=== Description of the task ===
The job is to find each line in the entries holding the string "below" and copy that line.

=== Records supplied ===
-------

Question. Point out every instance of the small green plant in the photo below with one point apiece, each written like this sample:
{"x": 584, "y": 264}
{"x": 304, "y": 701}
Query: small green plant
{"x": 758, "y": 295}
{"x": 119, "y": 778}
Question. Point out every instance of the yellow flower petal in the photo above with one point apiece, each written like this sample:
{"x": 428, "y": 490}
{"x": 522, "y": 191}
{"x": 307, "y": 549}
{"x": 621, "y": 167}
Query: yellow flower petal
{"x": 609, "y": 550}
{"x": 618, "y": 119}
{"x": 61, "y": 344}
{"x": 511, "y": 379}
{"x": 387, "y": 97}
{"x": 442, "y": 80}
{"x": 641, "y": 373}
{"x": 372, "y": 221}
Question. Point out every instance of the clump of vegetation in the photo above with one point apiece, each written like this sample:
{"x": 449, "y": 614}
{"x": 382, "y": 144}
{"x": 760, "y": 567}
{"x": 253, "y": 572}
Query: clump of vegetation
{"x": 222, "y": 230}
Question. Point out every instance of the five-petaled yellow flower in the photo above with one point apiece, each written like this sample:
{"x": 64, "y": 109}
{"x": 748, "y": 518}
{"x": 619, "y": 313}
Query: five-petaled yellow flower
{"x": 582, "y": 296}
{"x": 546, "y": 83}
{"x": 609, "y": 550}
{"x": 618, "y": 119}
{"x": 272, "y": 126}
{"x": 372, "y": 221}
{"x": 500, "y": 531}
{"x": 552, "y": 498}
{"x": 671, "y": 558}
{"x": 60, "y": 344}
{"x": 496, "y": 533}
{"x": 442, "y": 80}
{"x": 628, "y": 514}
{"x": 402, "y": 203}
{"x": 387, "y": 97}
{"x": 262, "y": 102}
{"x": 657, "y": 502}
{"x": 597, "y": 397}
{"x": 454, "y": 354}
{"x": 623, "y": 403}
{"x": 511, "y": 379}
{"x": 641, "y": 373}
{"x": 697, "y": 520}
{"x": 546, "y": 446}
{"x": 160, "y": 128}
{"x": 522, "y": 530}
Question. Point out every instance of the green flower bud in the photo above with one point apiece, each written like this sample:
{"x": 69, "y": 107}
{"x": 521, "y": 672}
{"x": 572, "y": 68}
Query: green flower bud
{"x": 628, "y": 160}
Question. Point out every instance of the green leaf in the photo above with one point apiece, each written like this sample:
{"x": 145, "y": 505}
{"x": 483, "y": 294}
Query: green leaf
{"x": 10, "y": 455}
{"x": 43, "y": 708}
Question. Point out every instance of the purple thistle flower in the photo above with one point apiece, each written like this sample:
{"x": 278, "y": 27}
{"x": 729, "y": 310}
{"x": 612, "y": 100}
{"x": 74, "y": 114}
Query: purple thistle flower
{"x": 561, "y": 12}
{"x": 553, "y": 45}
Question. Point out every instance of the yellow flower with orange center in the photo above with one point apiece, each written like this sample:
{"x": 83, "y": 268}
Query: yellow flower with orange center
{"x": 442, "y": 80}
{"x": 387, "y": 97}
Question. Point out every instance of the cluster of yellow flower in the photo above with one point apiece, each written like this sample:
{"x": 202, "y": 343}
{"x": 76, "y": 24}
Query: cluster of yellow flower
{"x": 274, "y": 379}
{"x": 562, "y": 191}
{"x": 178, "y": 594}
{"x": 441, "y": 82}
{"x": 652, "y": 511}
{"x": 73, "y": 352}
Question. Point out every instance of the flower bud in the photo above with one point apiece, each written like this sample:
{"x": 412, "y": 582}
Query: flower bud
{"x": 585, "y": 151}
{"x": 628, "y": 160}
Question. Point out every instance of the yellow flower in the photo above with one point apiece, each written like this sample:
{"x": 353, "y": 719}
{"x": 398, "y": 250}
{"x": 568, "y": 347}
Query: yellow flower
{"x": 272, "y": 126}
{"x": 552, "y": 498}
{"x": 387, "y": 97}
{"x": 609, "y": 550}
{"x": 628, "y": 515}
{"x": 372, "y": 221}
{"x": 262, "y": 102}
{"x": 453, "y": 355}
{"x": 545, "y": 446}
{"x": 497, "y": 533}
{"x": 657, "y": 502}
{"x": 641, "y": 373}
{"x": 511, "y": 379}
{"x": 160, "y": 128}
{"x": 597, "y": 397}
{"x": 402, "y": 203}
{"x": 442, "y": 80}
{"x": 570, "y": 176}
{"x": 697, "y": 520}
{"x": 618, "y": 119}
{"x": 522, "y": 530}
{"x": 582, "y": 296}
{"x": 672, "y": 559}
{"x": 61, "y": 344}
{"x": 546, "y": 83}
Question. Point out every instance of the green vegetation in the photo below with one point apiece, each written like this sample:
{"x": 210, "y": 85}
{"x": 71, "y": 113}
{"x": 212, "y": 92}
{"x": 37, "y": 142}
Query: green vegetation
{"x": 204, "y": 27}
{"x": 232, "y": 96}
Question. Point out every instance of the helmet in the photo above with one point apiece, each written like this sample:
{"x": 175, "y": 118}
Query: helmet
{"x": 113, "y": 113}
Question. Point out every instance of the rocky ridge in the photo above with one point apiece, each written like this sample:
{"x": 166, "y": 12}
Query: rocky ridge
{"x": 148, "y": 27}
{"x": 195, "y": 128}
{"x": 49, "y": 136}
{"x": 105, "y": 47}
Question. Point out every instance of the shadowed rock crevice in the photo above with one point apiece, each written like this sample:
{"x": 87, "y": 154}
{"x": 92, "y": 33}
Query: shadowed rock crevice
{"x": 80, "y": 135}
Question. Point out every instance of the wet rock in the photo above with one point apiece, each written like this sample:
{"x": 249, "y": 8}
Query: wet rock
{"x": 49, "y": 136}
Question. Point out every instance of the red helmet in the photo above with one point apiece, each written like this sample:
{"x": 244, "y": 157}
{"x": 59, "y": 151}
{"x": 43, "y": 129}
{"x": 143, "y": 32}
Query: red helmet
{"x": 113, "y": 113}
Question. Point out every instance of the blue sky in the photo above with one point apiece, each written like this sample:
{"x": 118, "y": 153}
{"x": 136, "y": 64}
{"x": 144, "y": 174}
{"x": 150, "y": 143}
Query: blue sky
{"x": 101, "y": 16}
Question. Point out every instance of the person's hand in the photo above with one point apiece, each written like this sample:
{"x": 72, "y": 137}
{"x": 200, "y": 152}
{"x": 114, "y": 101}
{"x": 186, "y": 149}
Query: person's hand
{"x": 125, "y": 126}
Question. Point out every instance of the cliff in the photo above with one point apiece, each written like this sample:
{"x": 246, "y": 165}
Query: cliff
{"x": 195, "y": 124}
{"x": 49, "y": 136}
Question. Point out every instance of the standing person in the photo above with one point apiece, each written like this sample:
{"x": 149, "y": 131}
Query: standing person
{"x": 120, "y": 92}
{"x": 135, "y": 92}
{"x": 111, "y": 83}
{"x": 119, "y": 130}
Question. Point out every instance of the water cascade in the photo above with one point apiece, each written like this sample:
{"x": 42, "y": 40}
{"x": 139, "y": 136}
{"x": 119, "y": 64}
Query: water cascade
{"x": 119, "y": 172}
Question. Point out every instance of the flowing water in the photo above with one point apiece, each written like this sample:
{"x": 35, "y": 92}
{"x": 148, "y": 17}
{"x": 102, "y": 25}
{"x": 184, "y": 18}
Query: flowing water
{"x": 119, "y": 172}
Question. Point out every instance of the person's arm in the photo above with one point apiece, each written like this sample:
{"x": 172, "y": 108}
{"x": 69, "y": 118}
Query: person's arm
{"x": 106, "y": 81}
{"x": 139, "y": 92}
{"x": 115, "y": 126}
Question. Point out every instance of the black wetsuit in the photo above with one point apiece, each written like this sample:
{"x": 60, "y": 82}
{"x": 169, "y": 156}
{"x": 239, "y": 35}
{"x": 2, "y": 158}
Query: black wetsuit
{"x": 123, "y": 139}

-------

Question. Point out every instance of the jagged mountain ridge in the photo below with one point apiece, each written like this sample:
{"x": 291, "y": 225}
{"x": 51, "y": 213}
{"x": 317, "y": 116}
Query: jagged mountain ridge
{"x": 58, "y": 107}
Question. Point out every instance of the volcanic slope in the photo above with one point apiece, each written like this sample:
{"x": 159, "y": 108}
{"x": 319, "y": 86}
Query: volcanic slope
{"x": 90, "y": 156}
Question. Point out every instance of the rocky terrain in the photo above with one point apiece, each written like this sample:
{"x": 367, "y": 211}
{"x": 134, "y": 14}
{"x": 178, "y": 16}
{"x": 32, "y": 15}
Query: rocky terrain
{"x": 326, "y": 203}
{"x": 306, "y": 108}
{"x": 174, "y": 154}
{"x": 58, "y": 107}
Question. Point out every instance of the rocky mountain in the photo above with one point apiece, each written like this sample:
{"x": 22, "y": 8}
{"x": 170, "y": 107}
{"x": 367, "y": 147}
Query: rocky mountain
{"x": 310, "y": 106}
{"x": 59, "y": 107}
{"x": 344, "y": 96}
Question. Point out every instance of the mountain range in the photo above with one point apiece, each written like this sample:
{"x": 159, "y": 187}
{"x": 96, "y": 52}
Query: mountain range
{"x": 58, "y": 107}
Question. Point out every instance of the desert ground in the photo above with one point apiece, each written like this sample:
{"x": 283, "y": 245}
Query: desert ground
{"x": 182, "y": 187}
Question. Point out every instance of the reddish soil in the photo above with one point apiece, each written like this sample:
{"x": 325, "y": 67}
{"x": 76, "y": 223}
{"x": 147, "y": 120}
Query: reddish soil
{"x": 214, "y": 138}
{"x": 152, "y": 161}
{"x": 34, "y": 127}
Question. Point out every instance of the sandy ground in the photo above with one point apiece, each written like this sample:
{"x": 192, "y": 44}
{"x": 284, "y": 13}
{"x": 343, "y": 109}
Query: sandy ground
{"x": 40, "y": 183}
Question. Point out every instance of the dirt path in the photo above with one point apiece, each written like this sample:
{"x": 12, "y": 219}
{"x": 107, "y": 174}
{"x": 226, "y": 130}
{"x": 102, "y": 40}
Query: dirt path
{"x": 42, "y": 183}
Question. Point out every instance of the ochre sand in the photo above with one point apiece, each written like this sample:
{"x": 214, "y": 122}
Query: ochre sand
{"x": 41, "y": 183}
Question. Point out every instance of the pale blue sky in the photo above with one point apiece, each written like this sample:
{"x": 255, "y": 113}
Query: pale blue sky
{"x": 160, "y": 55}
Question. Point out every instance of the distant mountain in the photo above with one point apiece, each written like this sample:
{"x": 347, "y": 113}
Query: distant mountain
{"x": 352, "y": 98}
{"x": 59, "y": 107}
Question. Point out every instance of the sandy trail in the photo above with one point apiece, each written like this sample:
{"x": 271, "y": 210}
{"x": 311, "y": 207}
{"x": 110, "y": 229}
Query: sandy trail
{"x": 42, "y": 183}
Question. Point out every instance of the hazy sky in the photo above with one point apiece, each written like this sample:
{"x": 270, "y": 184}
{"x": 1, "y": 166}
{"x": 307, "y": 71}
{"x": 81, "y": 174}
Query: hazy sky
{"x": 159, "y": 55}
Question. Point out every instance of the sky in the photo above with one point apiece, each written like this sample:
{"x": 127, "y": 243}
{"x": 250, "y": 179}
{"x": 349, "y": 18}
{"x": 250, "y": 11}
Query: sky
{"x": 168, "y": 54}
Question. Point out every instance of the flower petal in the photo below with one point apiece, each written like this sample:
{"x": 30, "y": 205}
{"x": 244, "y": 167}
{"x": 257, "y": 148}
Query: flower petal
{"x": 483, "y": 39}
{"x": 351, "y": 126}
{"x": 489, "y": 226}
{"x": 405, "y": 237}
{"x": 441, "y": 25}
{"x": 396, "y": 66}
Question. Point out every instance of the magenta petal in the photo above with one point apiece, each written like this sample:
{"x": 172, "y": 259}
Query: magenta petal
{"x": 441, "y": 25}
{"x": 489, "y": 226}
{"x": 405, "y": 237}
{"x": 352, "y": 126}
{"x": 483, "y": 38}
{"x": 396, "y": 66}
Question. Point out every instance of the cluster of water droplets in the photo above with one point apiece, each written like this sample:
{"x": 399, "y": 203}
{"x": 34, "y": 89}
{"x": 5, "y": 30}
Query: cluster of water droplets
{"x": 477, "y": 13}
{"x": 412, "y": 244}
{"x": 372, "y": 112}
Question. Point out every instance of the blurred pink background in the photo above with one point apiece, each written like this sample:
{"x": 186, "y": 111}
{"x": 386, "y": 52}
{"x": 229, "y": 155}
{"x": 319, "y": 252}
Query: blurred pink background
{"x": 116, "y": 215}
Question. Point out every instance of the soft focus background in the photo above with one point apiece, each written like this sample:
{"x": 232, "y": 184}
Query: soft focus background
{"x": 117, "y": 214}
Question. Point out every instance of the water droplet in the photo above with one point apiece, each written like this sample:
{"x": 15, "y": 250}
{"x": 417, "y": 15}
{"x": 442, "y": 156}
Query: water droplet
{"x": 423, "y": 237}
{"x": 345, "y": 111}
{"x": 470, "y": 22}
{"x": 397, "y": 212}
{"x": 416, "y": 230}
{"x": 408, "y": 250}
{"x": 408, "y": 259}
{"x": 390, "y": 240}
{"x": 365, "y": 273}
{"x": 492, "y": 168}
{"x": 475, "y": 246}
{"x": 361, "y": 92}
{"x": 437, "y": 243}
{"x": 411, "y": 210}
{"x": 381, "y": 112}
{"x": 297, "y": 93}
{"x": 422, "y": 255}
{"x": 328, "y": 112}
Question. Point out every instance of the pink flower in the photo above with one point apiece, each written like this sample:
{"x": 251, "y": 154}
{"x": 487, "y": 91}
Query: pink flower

-------

=== Solution for this exercise ===
Question. Point out every instance of the small green plant in the photo below with one point apiece, each written like this sample:
Question. Point out every instance of the green vegetation in the photo below with one point apiece, each written like this sample:
Question. Point out every instance of the jagged mountain ridge in the photo below with one point apiece, each written like this sample:
Question. Point out every instance of the flower petal in the photo below with one point apiece, each written like this sample:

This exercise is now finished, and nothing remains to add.